Hace dos años y medio, ante el estreno de Los abrazos rotos, me preguntaba qué podíamos esperar de la última película por entonces de Pedro Almodóvar. Quizá una cierta decepción tiñó las primeras impresiones; una decepción, en todo caso, relativa, pues aunque la película iba de más a menos a lo largo de las dos horas de metraje, había suficientes elementos y alicientes para estar, también, en cierto modo, satisfecho. Aunque quedó la duda de si su siguiente proyecto tendría las carencias y lagunas de esta cinta. Especialmente esos temores se hicieron mayores ante las primeras noticias de que Almodóvar iba a realizar un filme basado en material que no era propio, en este caso la novela Tatuaje de Thierry Jonquet. Y había aprensión pues la anterior ocasión que el director manchego tocó material que no era suyo fue la más que decepcionante Carne trémula (1997). Pero, como siempre, la curiosidad ha sido más fuerte y puede que en otras ocasiones acabe por matar al gato, pero anoche me acerqué al cine (la sala estaba a rebosar) a dejarme llevar por una película de la que procuré no saber demasiado en cuanto a la trama. Almodóvar se reinventa (otra vez), fuerza los límites del thriller, nos va a dejar atados a la butaca con una película con aires de terror,... y demás comentarios que los medios de comunicación dejaron caer en los días previos al estreno.
Sabiendo poco de la trama (un cirujano plástico, Roberto Ledgard, interpretado por Antonio Banderas, que tiene retenida a una joven, Vera, en la piel de Elena Anaya), lo primero que me llamó la atención de la película, en los primeros segundos de la película, fueron los violines de Alberto Iglesias. Y no debería sorprenderme por la solvencia (y los violines) de la música de Iglesias, que desde ya hace una década es el compositor de referencia de Almodóvar. Las notas musicales acompañaban unas primeras imágenes: una joven con un body que le cubre prácticamente todo el cuerpo estirada en un sofá; un cirujano plástico que diserta en un aula sobre los avances biomédicos en torno a los trasplantes de cara; una estirada ama de llaves (Marisa Paredes) que, mediante un torno, deja comida, ropa y un libro en la habitación de la muchacha. A partir de ahí se inicia una película que de entrada cabría definir como desconcertante, a ratos perturbadora y en muchas ocasiones desasosegante. Teñida de un sentido del humor negro, muy almodovariano en cuanto a referentes cinematográficos propios (la secuencia con Zeca/Roberto Álamo disfrazado de tigre; la tienda de ropa de la madre de Vicente/Jan Cornet; la seducción de Norma/Blanca Suárez, la hija de Roberto, por Vicente), la película se arrastra en una primera parte, oscura, miedosa, intranquila, mientras que navega con buen ritmo en la parte central (un flashback seis años atrás y su evolución desde entonces), para llegar a un final en el presente/futuro (2012) que conviene ni siquiera mencionar. De hecho, cuanto menos se comente del argumento, mejor.

**DATOS PRESENTADOS**:
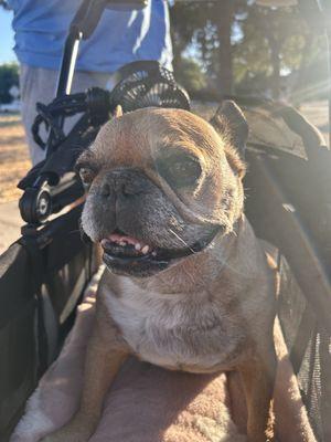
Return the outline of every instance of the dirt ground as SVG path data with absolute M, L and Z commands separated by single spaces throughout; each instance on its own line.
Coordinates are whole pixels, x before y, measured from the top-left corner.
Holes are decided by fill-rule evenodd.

...

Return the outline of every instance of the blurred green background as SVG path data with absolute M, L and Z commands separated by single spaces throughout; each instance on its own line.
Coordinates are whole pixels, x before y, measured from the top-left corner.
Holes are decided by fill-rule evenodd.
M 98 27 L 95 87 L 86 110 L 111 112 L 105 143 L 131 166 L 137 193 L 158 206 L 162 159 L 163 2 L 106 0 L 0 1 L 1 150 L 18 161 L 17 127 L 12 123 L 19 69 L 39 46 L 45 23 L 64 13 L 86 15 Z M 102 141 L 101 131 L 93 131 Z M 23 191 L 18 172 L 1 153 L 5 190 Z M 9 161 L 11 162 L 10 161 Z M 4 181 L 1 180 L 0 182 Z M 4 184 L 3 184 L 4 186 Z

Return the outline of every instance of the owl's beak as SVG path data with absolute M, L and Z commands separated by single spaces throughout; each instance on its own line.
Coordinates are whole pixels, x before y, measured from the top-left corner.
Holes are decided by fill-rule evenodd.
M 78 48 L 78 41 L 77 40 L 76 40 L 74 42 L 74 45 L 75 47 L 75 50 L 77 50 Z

**TAREAS PROPUESTAS**:
1. ¿Concuerdan con la reseña de la película de Almodóvar estas afirmaciones? (a) La vez anterior en que Almodóvar trabajó con material ajeno fue Carne trémula. (b) La sala de cine estaba casi vacía. (c) Alberto Iglesias es desde hace una década el compositor de referencia de Almodóvar. Para cada una, responde sí o no y cita literalmente las palabras de la reseña que lo deciden.
2. ¿Puedes proseguir la reseña de la película de Almodóvar a partir de su última frase?
El material proviene de una fuente distinta a la reseña.

**SOLUCIONES**:
1.
(a) Sí: «la anterior ocasión que el director manchego tocó material que no era suyo fue la más que decepcionante Carne trémula (1997)».
(b) No: «la sala estaba a rebosar».
(c) Sí: «desde ya hace una década es el compositor de referencia de Almodóvar».

2.
Por el camino encontramos una historia sorprendente, en sus diversos vericuetos narrativos y en la sorpresa argumental central que remite, sin embargo, a muchas de las filias almodovarianas. Una historia que atrapa y seduce, violines de Alberto Iglesias por medio, aunque quizá haya que achacarle una cierta irregularidad en algunas secuencias y personajes (Norma, Fulgencio/Eduard Fernández). ¿Estamos ante un thriller? ¿Ante una película de terror? ¿Ante un cierto costumbrismo de corte almodovariano? ¿Ante una comedia negra? ¿Ante un drama pasional? Pues ante todo eso y seguramente algo más. Estamos ante la evidencia, sobre todo, de que Almodóvar, tras treinta y pico años de carrera cinematográfica, se niega a dormirse en los laureles; sigue buscando y exprimiendo lo mejor de lo que es capaz para contar una historia. No sólo saca partido de un material que no es suyo, sino que lo dota de mayores elementos (narrativos y visuales) y se deja querer por otras influencias fílmicas. Es inevitable, además, no hacer mención del buen hacer de Antonio Banderas, Elena Anaya, Marisa Paredes y Jan Cornet, los actores principales de esta película, y de sonreír ante la aparición de un Roberto Álamo con acento portugués. Y cómo no mencionar también la fotografía de José Luis Alcaine y el buen gusto de los decorados y la ambientación de la particular "casa del horror" de El Cigarral.
Una buena película, para concluir, a la que aún le sigues dando vueltas horas después de que la hayas terminado. Y eso, me parece, es una buena señal.